** Opening TEXT SHOWN block **
Our research is aimed at understanding how molecular information can give rise to complex biological behaviour. Using computational methods, we study the organization and dynamics of cellular components within the context of integrated biological systems. Comparative genomics methods are also being applied to provide insights into how these systems may have evolved from the remote origins of life.

The application of various 'omic'-technologies is leading to the generation of vast amounts of data. Genomics and proteomics provide information on cellular components, their interactions and evolutionary relationships. Functional genomics approaches involving microarrays, RNAi and genetic interaction screens help elucidate their function and organization within biochemical pathways. While recent advances in microscopy are beginning to identify the location and dynamic behaviour of cellular components within the cell.

The availability of these complementary resources not only enhances functional insight into individual genes and protein families, but is also paving the way for an exciting new era of "Systems Biology" wherein, for the first time, entire assemblies of interacting biomolecular components can be comprehensively studied at multiple levels of biological abstraction. The current challenge is to develop new computational tools and analytical procedures that allow us to integrate these various datasets. Applied within a comparative and dynamic context, our lab aims to provide a more complete understanding of pathway interplay and the adaptive mechanisms that link and coordinate the cellular machinery to the biological processes that they modulate.

Our research can be classified into five overlapping themes:

• Computational simulations - Our lab has created a series of 3D computer models to simulate cellular processes such as metabolism and lipid raft mediated signalling.
• Comparative genomics - We use partial and complete genome sequences to explore sequence diversity and the evolution of biological pathways and complexes.
• The Extracellular Matrix - The extracellular matrix provides multicellular organisms with their basic biological form, we are interested in understanding how the matrix evolved and how it is organized to provide fundamental mechanical properties.
• Network Biology - In collaboration with other researchers in Toronto, we are interested in examining the structure and function of biological networks such as physical protein-protein interactions.
• Parasites - The apicomplexa are a group of related protist parasites that include Plasmodium and Toxoplasma - the causative agents of malaria and toxoplasmosis. In collaboration with Dr Michael Grigg at the NIH, our lab combines network biology with comparative genomics to identify genes that are critical to the survivial of toxoplasma within the human host.
** Closing TEXT SHOWN block **
** Opening SOURCE MATERIAL block **
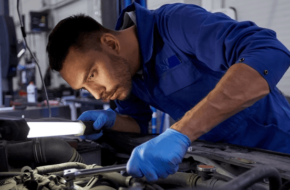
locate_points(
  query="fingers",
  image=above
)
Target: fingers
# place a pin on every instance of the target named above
(92, 136)
(133, 165)
(87, 116)
(99, 122)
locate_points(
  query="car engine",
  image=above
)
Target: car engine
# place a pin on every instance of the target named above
(69, 163)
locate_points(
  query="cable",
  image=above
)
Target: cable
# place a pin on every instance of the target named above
(32, 55)
(253, 176)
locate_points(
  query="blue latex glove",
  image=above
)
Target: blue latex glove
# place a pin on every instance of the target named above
(103, 119)
(158, 157)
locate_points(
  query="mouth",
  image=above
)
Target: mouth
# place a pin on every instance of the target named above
(108, 97)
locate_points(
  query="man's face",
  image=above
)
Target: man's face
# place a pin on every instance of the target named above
(104, 75)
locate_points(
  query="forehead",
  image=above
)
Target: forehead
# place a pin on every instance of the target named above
(74, 67)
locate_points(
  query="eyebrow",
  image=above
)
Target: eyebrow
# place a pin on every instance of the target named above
(87, 72)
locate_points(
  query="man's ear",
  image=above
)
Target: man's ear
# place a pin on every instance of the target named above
(111, 42)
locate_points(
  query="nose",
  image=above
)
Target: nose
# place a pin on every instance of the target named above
(96, 91)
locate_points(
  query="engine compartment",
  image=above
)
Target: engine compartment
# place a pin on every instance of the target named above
(42, 163)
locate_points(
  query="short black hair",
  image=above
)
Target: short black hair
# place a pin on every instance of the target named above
(78, 31)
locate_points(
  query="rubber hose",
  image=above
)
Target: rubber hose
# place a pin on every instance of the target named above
(285, 186)
(60, 167)
(10, 174)
(252, 176)
(43, 151)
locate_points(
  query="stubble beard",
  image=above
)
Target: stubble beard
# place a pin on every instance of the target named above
(123, 75)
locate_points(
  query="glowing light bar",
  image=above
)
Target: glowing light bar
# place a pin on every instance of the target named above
(49, 129)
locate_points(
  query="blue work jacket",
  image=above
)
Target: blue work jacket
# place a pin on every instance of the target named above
(185, 52)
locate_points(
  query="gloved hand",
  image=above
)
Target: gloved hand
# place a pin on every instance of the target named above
(103, 119)
(158, 157)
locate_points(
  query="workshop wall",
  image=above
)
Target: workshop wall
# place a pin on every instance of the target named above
(273, 14)
(58, 9)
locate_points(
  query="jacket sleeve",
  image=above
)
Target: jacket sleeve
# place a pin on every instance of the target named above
(219, 42)
(137, 109)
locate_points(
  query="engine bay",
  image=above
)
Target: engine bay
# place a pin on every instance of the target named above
(64, 162)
** Closing SOURCE MATERIAL block **
> **WHAT YOU NEED TO DO**
• a. Translate this sentence from the research overview into Spanish: "The current challenge is to develop new computational tools and analytical procedures that allow us to integrate these various datasets."
• b. Reproduce verbatim the stretch of the research overview that starts with the words "Our research can" and finishes with "raft mediated signalling.".

> **EXPECTED RESPONSES**
• a. El desafío actual es desarrollar nuevas herramientas computacionales y procedimientos analíticos que nos permitan integrar estos diversos conjuntos de datos.

• b.
Our research can be classified into five overlapping themes:

• Computational simulations - Our lab has created a series of 3D computer models to simulate cellular processes such as metabolism and lipid raft mediated signalling.